**WORK REQUIRED:** Locate each line in the items below that contains the word "photo", and copy those lines.

**TASK MATERIAL:**
• • • • •

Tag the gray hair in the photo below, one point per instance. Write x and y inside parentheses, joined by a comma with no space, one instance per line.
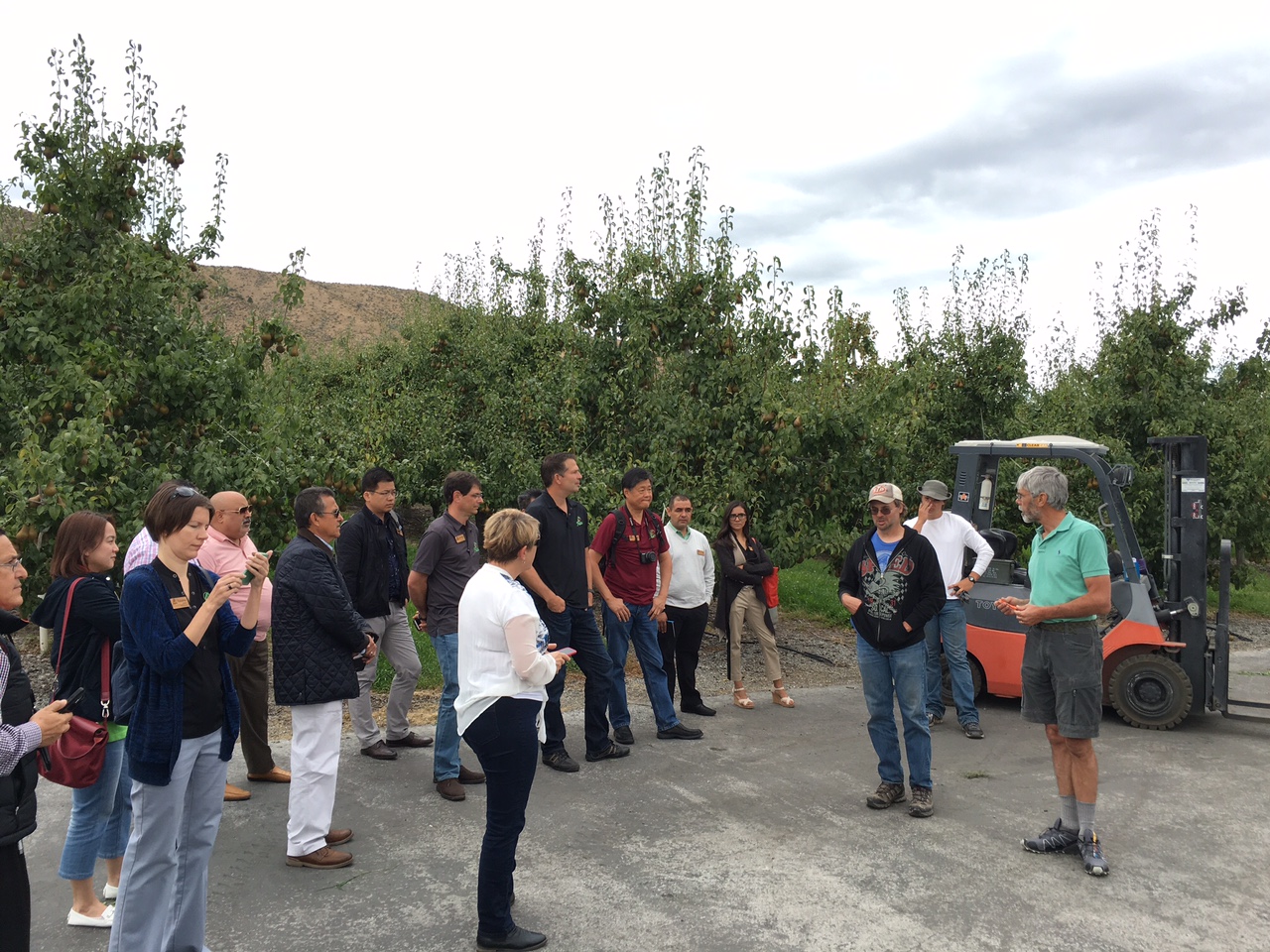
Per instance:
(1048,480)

• • • • •

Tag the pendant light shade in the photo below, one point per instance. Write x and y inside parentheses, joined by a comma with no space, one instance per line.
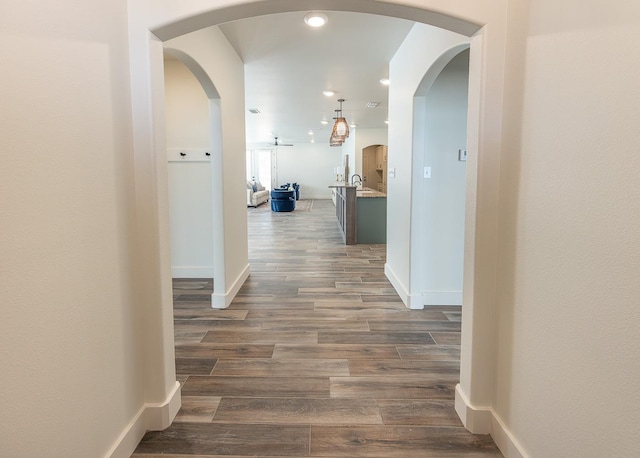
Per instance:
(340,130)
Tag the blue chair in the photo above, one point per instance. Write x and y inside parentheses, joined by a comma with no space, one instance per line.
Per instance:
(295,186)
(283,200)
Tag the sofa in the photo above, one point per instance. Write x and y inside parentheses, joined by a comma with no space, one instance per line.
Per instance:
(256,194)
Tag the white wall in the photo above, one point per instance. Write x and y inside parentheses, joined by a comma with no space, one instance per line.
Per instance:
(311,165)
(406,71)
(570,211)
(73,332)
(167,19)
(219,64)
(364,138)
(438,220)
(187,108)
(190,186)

• • • • •

**TASK ANSWER:**
Tag the gray hair in the photo below, one point per instance. Write x and y inside parentheses, joined by a comma with no space, one instance per line.
Tag the pendant light shade in the photo below, one point per instance. Write x and y inside parentheses, joined by a comma with no space, one instance per line.
Tag the blue chair in the photo above, one point per instance. Write x and y inside parentheses, joined by a comma with no space, one instance per line.
Tag the sofa in the photo above, one point per instance. Write x and y inside parentheses, joined by a comma with no space, one instance per line.
Tag the white wall in the photo above, one point per instance. Write x and y inside parentheses, joined by a comma with no space, one instance per line.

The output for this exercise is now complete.